### Passage provided
◇ ◇ ◇ ◇
You are viewing a plain text version of this content. The canonical link for it is here.

Posted to solr-commits@lucene.apache.org by Apache Wiki <wi...@apache.org> on 2011/08/18 09:02:59 UTC

[Solr Wiki] Trivial Update of "NewSolrCloudDesign" by NoblePaul

Dear Wiki user,

You have subscribed to a wiki page or wiki category on "Solr Wiki" for change notification.

The "NewSolrCloudDesign" page has been changed by NoblePaul:
http://wiki.apache.org/solr/NewSolrCloudDesign?action=diff&rev1=1&rev2=2

= New SolrCloud Design =
+ (Work in progress)
+ == What is SolrCloud? ==

+ SolrCloud is an enhancement to the existing Solr to manage and operate Solr as a search service in a cloud.
+
+ == Glossary ==
+
+ * Cluster : Cluster is a set of Solr nodes managed as a single unit. The entire cluster must have a single schema and solrconfig
+ * Node : A JVM instance running Solr
+ * Partition : A partition is a subset of the entire document collection. A partition is created in such a way that all its documents can be contained in a single index.
+ * Shard : A Partition needs to be stored in multiple nodes as specified by the replication factor. All these nodes collectively form a shard. A node may be a part of multiple shards
+ * Leader : Each Shard has one node identified as its leader. All the writes for documents belonging to a partition should be routed through the leader.
+ * Replication Factor : Minimum number of copies of a document maintained by the cluster
+ * Transaction Log : An append-only log of write operations maintained by each node
+ * Partition version : This is a counter maintained with the leader of each shard and incremented on each write operation and sent to the peers
+ * Cluster Lock : This is a global lock which must be acquired in order to change the range -> partition or the partition -> node mappings.
+
+ == Guiding Principles ==
+
+ * Any operation can be invoked on any node in the cluster.
+ * No non-recoverable single point of failures
+ * Cluster should be elastic
+ * Writes must never be lost i.e. durability is guaranteed
+ * Order of writes should be preserved
+ * If two clients send document "A" to two different replicas at the same time, one should consistently "win" on all replicas.
+ * Cluster configuration should be managed centrally and can be updated through any node in the cluster. No per node configuration other than local values such as the port, index/logs storage locations should be required
+ * Automatic failover of reads
+ * Automatic failover of writes
+ * Automatically honour the replication factor in the event of a node failure
+
◇ ◇ ◇ ◇
[Lines of data]

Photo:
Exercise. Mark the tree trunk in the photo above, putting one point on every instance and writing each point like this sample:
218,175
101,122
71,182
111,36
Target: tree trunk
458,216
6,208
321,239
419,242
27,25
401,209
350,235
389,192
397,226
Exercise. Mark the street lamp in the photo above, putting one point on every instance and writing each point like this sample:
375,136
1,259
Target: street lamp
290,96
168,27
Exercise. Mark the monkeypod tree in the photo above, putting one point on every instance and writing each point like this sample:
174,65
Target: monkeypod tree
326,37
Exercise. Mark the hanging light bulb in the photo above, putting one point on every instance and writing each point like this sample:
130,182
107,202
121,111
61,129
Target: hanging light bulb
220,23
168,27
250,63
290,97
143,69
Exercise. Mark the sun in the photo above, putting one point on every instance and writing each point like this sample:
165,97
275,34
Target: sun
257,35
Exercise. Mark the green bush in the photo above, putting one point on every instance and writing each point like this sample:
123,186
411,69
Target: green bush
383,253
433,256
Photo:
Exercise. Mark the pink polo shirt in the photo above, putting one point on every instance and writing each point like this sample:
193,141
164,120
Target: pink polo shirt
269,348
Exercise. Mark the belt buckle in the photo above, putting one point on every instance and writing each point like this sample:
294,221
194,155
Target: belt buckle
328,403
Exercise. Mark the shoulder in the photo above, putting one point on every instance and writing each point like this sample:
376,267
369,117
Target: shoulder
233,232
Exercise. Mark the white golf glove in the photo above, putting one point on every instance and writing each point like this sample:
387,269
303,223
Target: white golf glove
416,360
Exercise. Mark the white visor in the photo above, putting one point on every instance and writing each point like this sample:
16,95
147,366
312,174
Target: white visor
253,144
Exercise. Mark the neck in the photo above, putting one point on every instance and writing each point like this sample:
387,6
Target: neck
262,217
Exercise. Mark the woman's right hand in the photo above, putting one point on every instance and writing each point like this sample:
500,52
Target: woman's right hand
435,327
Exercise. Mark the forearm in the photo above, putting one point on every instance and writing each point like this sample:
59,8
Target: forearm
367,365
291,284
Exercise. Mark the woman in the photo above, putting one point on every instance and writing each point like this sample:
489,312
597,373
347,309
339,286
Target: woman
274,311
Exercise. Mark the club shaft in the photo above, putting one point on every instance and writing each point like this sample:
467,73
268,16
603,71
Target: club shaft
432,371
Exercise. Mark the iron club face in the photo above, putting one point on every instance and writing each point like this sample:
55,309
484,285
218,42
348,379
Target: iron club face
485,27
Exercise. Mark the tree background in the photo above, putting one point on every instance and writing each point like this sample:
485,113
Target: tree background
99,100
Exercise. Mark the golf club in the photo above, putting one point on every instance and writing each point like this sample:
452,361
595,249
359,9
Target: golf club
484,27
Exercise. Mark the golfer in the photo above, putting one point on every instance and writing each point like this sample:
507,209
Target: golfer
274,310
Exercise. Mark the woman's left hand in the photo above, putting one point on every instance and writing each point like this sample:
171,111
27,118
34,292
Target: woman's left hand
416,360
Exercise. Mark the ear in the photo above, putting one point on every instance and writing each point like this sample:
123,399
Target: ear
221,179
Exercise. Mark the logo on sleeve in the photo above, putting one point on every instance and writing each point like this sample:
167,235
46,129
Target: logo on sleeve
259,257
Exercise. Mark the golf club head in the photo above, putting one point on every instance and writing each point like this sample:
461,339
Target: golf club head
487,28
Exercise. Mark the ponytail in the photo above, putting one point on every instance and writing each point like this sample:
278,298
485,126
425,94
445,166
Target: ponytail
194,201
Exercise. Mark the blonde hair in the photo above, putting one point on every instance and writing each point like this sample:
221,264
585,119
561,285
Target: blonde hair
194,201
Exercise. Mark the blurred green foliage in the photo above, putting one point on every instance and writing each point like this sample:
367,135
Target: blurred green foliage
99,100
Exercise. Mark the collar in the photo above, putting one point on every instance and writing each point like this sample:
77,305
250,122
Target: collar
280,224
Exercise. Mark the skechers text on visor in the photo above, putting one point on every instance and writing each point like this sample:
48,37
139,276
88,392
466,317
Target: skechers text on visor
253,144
◇ ◇ ◇ ◇
### Complete the following
**A)** Duplicate the passage of the SolrCloud design page from "You have subscribed" to "(Work in progress)".
**B)** Condense the glossary of the SolrCloud design page that begins "Cluster : Cluster is a set of Solr nodes" into a shorter list, keeping its main facts.
The listing has no role in this work.

### Answer list
**A)**
You have subscribed to a wiki page or wiki category on "Solr Wiki" for change notification.

The "NewSolrCloudDesign" page has been changed by NoblePaul:
http://wiki.apache.org/solr/NewSolrCloudDesign?action=diff&rev1=1&rev2=2

= New SolrCloud Design =
+ (Work in progress)

**B)**
- Cluster: Solr nodes managed as a single unit, sharing one schema and solrconfig.
- Node: a JVM instance running Solr.
- Partition: a subset of the document collection, created so that all its documents fit in a single index.
- Shard: the nodes that together store a partition, as the replication factor specifies. A node may belong to several shards.
- Leader: the one node in each shard that all writes for its partition should be routed through.
- Replication factor: the minimum number of copies of a document that the cluster keeps.
- Transaction log: an append-only log of write operations kept by each node.
- Partition version: a counter kept with each shard's leader. It is incremented on every write and sent to the peers.
- Cluster lock: a global lock that must be acquired to change the range -> partition or partition -> node mappings.